**Exercises to complete**
**1.** Answer these questions using the transit rider survey text:
(a) Which statistical test is first used to compare rider demographics?
(b) What type of models are built to predict household vehicle ownership?
(c) What percentage range of current riders without vehicles do the Facebook and Transit app samples report?
**2.** Quote the transit rider survey text between "We first use" and "on full datasets.", inclusive.
**3.** List every demographic variable that the transit rider survey text says is compared across the surveys with the chi-square test.

**Reading text**

We first use the chi-square test to compare demographics of transit riders in each survey by gender, age, income, vehicle ownership, and dwelling type. Categorical bins for age and income in the Transit app survey did not exactly align with the Facebook survey, and some observations were re-categorized based on population distributions to match the other survey’s bins. Next, we use the TTS and Facebook samples to build binomial logistic regression models predicting household vehicle ownership. Models are compared using the classification rate. We recomputed models with half of each dataset and tested them on the other half, generating classification rates. The presented models, however, are based on full datasets.
FINDINGS
Differences are statistically significant across all variables of interest, between all samples as presented in Table 1. The Facebook approach recruited more women compared to the TTS for all transit riders, as anticipated, while Transit app solicited greater participation from younger riders and lower income riders. In contrast, Transit app’s gender breakdown more closely matches the TTS despite Transit only surveying those still riding transit during COVID-19. The Facebook sample also has a slightly larger percentage of low- and middle-income earners relative to the TTS among all riders. Both Facebook and Transit app samples report similar percentages of current riders who do not own vehicles, between 85% and 87%.

**Natural language region descriptions**
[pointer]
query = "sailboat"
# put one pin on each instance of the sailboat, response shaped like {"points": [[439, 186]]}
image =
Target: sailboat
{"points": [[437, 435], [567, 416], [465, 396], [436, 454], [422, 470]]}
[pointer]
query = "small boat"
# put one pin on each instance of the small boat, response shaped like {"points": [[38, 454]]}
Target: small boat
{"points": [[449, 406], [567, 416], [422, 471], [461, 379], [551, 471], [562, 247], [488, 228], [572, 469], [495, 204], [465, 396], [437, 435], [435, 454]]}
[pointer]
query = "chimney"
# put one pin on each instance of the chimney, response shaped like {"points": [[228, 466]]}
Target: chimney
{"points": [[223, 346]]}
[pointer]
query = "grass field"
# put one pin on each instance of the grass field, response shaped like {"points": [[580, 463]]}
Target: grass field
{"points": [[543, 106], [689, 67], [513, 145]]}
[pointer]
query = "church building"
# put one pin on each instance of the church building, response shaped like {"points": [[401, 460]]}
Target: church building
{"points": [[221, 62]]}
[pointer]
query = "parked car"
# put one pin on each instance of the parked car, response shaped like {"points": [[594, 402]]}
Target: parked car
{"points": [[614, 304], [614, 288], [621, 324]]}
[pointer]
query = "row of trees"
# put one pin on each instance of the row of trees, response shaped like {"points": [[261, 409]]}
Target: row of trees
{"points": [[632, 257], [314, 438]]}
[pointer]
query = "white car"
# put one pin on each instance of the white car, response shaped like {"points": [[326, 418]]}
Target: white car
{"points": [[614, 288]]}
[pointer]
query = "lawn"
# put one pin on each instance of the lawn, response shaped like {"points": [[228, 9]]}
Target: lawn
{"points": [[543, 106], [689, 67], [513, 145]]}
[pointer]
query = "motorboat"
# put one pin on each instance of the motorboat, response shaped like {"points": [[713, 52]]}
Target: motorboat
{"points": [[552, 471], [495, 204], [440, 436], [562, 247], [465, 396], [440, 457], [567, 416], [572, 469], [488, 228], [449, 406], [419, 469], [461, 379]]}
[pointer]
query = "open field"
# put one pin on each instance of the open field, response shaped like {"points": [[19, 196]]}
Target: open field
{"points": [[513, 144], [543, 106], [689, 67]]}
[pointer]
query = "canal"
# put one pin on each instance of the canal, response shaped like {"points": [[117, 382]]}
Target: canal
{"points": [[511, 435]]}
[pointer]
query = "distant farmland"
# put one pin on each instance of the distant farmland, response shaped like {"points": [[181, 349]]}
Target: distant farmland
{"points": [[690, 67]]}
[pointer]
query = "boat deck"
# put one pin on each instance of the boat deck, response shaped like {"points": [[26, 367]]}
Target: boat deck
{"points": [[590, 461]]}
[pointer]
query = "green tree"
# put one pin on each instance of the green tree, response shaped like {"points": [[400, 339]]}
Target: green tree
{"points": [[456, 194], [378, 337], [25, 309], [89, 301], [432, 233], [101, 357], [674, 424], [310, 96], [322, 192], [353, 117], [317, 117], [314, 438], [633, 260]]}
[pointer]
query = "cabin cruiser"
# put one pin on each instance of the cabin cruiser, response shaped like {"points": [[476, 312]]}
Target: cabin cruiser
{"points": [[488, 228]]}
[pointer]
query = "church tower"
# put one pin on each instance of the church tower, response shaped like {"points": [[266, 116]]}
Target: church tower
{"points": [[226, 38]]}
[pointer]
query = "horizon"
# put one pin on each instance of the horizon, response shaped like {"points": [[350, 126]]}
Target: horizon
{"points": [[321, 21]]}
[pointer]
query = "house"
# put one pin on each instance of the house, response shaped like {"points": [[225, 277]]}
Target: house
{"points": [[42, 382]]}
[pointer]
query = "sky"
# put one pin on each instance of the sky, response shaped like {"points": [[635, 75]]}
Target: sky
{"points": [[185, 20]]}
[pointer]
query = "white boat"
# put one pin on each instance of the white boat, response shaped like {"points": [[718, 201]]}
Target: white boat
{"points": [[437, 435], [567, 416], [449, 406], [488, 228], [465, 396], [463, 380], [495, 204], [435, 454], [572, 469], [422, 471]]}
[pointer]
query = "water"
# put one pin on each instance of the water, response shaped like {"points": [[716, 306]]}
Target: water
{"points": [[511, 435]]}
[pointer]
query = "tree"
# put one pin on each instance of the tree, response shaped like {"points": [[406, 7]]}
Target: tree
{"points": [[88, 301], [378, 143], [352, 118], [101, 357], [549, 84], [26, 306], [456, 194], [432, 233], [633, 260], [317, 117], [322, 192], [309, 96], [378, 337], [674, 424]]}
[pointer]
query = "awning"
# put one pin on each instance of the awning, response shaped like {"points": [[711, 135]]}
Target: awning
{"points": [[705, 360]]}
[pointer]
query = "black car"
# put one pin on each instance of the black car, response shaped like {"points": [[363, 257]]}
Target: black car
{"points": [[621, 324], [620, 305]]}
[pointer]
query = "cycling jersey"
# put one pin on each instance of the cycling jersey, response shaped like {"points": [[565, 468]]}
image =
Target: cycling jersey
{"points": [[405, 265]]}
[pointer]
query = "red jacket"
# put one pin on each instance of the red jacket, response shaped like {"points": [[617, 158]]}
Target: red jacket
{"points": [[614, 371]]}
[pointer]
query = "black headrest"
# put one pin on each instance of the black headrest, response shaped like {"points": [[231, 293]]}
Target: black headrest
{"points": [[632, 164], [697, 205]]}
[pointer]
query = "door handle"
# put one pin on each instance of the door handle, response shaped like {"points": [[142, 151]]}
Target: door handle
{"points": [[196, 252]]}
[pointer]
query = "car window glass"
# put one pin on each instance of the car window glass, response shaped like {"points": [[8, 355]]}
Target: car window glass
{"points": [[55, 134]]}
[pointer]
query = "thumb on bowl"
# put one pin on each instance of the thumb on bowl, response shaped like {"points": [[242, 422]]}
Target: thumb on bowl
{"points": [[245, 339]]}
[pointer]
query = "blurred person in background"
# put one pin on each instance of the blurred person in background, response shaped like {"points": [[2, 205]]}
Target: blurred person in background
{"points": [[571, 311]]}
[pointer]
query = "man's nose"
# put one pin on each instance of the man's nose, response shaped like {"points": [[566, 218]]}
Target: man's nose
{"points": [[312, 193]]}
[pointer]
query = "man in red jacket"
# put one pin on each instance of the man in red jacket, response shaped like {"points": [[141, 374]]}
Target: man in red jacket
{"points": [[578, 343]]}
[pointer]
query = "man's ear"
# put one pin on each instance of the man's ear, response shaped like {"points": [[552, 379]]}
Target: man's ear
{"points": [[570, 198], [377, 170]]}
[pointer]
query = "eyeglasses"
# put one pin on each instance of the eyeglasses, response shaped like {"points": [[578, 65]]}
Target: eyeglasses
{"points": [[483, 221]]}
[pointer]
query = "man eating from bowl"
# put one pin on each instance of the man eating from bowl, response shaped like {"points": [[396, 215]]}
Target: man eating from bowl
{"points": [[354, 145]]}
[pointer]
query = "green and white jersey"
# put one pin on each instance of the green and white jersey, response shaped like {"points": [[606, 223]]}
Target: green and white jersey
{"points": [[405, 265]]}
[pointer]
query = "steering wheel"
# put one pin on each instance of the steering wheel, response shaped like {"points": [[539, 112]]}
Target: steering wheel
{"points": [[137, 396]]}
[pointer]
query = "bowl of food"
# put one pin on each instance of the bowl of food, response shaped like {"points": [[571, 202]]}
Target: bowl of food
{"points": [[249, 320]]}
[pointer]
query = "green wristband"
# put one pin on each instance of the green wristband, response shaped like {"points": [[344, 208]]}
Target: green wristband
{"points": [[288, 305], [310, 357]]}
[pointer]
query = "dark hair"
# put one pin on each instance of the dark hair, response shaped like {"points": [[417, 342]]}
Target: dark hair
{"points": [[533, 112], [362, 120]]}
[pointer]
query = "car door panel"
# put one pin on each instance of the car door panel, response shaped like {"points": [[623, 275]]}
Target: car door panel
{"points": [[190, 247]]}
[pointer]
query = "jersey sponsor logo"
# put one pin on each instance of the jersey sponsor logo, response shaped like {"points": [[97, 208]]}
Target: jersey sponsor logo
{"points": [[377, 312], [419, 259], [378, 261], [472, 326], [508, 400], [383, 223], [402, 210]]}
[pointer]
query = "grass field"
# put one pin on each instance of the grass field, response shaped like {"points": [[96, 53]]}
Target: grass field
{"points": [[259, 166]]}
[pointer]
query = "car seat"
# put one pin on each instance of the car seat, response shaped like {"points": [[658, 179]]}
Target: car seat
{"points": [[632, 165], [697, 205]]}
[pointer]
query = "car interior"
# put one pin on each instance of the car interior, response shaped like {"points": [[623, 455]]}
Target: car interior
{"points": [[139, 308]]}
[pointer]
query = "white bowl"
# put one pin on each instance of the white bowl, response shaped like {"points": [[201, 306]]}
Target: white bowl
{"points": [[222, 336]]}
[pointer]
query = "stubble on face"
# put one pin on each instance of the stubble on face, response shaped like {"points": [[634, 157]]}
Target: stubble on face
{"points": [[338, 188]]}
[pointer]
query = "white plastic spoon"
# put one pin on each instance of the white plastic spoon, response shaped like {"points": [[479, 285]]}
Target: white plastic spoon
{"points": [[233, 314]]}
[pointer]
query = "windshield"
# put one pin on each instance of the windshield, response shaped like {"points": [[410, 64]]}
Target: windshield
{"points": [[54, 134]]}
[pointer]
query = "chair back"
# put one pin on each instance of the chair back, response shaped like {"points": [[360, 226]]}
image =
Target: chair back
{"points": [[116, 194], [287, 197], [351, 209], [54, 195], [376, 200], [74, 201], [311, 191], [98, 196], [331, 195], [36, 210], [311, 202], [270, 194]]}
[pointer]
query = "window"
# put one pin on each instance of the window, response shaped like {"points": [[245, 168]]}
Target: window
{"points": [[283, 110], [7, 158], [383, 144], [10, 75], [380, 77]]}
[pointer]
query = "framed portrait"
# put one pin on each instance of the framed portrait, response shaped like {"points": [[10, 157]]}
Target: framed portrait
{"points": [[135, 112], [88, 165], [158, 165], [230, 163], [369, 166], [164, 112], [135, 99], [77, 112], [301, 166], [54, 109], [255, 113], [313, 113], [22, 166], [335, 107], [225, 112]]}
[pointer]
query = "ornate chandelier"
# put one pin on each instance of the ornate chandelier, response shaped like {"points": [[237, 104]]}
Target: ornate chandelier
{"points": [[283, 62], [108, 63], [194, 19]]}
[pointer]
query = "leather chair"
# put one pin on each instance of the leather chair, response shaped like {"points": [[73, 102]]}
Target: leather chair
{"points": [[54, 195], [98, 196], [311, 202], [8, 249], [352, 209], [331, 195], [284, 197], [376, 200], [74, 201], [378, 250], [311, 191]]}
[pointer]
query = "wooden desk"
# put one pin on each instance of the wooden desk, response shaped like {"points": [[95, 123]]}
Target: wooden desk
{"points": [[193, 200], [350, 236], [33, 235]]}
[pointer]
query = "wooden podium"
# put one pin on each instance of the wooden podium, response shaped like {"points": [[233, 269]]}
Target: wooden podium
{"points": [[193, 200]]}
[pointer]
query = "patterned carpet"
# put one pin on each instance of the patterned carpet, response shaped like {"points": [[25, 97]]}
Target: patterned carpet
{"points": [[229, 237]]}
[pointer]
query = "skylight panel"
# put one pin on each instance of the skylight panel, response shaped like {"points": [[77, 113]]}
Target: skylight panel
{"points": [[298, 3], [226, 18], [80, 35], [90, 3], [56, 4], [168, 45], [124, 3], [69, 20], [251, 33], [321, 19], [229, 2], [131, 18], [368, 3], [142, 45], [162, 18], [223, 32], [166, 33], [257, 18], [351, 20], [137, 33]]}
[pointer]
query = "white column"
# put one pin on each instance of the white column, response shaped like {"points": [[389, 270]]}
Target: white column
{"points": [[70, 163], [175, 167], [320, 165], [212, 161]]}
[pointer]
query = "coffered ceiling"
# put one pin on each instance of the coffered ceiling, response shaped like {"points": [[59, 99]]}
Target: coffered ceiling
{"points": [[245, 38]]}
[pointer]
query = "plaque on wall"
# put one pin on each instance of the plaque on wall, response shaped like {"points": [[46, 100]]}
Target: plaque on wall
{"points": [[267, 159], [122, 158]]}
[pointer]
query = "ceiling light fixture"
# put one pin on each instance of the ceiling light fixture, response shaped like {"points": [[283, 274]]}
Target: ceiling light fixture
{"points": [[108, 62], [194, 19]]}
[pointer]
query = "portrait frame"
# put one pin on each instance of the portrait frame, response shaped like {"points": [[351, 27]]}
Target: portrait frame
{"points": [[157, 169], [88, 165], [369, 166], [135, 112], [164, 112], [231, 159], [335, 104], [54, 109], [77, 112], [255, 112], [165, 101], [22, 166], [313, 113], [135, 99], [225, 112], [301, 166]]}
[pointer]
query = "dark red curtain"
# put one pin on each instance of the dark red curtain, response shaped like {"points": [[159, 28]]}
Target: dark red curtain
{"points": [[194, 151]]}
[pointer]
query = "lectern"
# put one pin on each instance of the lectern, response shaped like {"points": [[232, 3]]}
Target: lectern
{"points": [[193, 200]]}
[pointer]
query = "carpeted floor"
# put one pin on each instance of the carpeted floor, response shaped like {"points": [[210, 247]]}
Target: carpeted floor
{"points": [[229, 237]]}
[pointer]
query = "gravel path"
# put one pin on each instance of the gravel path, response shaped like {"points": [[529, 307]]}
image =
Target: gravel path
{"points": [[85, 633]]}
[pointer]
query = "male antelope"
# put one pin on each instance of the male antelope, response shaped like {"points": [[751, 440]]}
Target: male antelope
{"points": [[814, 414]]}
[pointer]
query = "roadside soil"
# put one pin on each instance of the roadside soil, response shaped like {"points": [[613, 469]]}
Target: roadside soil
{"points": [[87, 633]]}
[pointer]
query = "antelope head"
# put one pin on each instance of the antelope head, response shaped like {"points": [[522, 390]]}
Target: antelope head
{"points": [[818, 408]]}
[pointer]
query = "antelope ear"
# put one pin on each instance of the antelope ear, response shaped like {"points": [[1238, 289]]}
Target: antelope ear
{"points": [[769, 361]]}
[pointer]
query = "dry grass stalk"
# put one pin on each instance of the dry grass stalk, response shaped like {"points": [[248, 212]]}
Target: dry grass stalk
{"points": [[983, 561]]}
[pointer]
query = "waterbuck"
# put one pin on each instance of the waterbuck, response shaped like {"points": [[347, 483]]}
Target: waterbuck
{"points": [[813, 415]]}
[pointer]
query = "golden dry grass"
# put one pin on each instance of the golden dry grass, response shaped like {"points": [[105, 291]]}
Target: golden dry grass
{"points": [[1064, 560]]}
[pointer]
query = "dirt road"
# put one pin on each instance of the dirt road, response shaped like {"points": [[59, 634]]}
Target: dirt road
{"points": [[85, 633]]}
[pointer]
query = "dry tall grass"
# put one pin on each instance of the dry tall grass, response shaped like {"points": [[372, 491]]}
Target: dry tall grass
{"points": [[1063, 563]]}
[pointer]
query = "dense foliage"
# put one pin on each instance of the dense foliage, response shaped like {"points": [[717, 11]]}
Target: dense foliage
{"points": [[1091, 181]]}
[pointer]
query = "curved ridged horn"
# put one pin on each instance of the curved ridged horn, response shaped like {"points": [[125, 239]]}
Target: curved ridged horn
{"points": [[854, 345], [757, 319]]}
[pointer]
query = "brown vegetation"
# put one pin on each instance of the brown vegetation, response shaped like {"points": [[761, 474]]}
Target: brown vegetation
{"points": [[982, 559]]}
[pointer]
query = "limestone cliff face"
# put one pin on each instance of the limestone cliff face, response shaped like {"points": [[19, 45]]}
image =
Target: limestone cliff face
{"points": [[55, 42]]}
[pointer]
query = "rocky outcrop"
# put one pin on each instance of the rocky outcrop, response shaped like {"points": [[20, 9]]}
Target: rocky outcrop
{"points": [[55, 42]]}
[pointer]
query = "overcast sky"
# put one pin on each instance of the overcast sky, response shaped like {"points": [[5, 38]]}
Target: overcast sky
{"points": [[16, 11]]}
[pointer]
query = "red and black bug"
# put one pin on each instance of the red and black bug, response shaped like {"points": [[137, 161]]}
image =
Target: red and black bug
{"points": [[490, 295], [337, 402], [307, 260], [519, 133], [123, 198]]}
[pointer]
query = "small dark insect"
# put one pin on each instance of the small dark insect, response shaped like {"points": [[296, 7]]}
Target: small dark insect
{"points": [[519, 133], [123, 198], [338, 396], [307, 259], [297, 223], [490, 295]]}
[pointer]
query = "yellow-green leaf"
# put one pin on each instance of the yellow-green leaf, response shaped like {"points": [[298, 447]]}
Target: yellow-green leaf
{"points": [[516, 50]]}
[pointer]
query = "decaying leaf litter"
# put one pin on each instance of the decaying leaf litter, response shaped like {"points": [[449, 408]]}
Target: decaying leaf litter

**Task answers**
**1.**
(a) The chi-square test.
(b) Binomial logistic regression models.
(c) Between 85% and 87%.

**2.**
We first use the chi-square test to compare demographics of transit riders in each survey by gender, age, income, vehicle ownership, and dwelling type. Categorical bins for age and income in the Transit app survey did not exactly align with the Facebook survey, and some observations were re-categorized based on population distributions to match the other survey’s bins. Next, we use the TTS and Facebook samples to build binomial logistic regression models predicting household vehicle ownership. Models are compared using the classification rate. We recomputed models with half of each dataset and tested them on the other half, generating classification rates. The presented models, however, are based on full datasets.

**3.** Gender, age, income, vehicle ownership, dwelling type